▶ **INFORMATION SUPPLIED**:
** Begin **

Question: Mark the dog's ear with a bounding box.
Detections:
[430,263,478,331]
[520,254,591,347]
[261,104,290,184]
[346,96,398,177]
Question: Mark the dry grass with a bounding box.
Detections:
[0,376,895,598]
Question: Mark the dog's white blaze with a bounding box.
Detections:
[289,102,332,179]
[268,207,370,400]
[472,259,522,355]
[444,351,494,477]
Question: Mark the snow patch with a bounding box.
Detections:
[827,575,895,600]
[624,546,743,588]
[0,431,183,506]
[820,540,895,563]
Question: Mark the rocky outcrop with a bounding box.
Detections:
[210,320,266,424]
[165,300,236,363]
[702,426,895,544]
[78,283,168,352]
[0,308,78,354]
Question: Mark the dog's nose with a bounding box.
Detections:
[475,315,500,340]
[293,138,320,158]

** End **
** Begin **

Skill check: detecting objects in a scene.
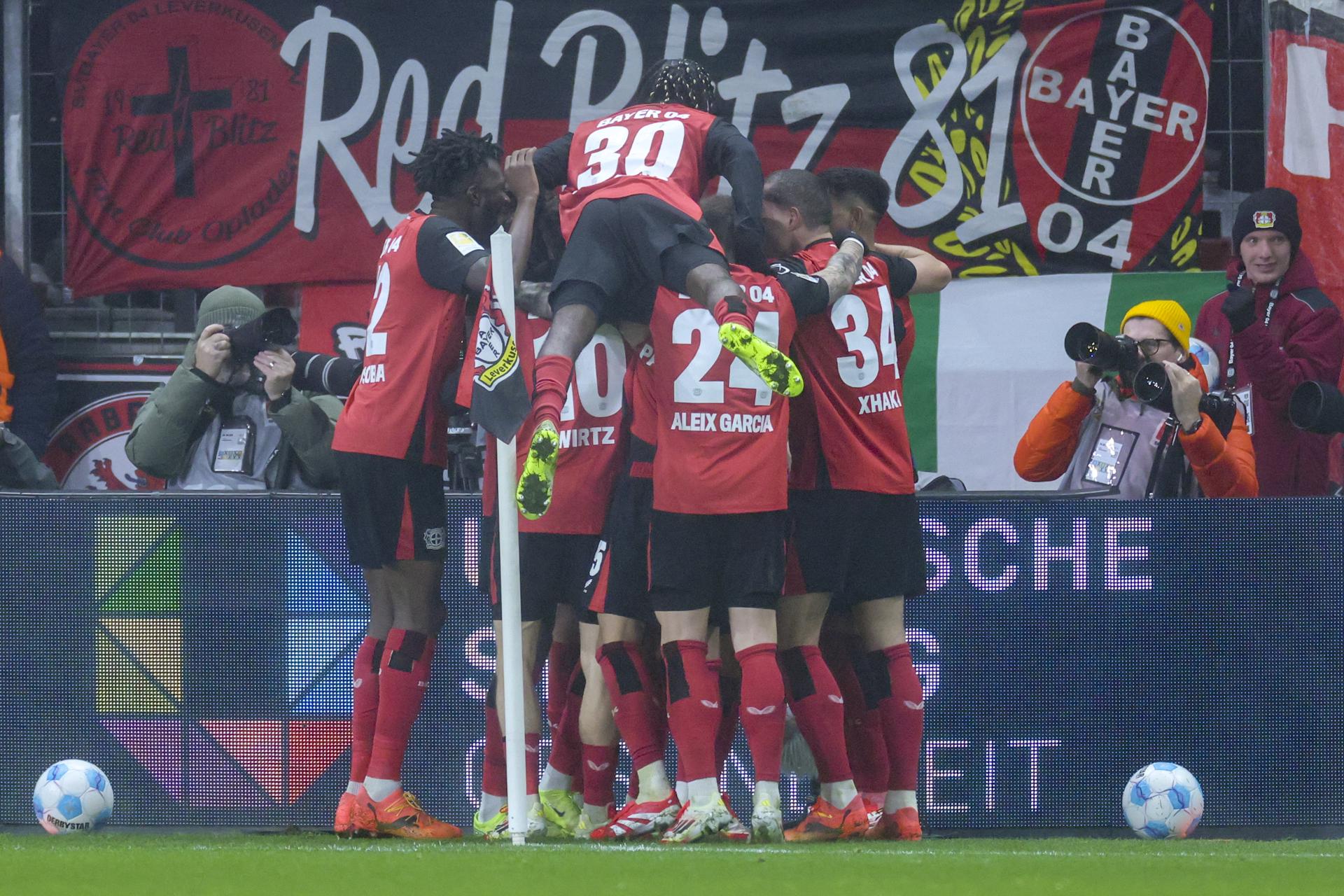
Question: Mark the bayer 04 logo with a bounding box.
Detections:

** End **

▶ **DIRECTIVE**:
Which lines in the items above contain the word "Mark", with case counting? Show each of those lines in full.

▶ **FINAL ANSWER**:
Question: Mark the dog's ear with a bounding box.
Question: Mark the dry grass with a bounding box.
Question: Mark the dog's white blaze with a bounding box.
Question: Mark the snow patch with a bounding box.
Question: Mark the rocky outcrop with a bounding box.
Question: Mark the dog's nose with a bounding box.
Question: Mark the bayer 04 logo with a bounding box.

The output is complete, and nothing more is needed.